■ **What you will do**:
From the listing below, pick out each line with the word "antenna".
START Records for this exercise
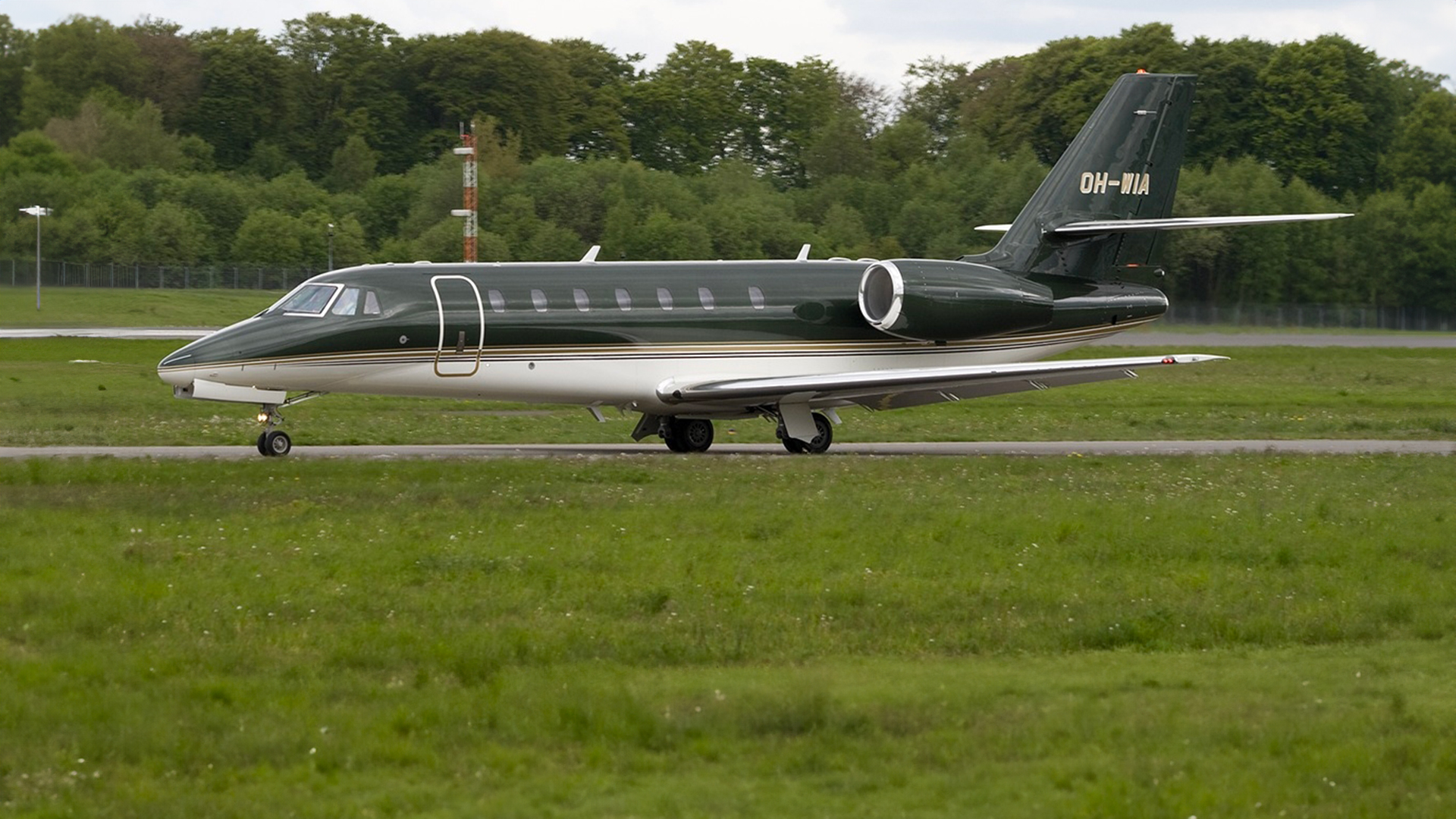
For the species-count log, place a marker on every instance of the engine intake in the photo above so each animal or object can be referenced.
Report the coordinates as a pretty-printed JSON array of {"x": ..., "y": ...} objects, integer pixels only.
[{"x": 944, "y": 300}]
END Records for this exercise
START Records for this exercise
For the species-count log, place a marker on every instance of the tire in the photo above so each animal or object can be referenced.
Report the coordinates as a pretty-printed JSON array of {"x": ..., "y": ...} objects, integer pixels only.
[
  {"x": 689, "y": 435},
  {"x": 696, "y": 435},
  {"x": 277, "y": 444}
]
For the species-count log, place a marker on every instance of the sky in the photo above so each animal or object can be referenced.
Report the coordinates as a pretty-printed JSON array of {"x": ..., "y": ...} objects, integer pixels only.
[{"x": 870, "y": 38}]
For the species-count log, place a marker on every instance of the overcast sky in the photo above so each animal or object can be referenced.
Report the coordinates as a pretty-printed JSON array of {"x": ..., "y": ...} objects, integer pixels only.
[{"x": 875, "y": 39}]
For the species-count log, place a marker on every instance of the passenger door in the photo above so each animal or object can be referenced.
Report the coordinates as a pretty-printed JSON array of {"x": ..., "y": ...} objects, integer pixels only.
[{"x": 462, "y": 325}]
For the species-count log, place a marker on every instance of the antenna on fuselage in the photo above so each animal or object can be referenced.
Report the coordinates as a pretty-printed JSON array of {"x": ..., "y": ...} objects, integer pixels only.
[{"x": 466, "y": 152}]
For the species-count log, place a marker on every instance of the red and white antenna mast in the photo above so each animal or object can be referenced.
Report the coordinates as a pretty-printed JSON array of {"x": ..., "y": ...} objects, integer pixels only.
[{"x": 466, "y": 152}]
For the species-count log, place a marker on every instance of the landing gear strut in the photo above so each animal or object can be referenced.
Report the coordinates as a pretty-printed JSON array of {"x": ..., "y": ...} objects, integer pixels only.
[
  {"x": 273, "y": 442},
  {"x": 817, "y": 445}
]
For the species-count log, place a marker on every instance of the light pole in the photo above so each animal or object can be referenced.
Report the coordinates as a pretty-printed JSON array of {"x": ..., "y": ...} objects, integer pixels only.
END Records for this exercise
START Records for this exercise
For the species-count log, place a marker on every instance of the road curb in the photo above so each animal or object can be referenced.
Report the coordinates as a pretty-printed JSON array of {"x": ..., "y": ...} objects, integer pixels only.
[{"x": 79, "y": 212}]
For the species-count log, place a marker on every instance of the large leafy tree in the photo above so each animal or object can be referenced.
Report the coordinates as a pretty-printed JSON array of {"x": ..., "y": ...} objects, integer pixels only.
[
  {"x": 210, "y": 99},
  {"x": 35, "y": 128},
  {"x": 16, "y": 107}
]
END Records for this exercise
■ **Answer box**:
For the species-count log, place a marker on every instance of the antenna on fuselage in the photo above so each animal or object can be referenced.
For the species-count log, place a marker on every instance of the red and white antenna mast in the photo above so each animal or object can be referenced.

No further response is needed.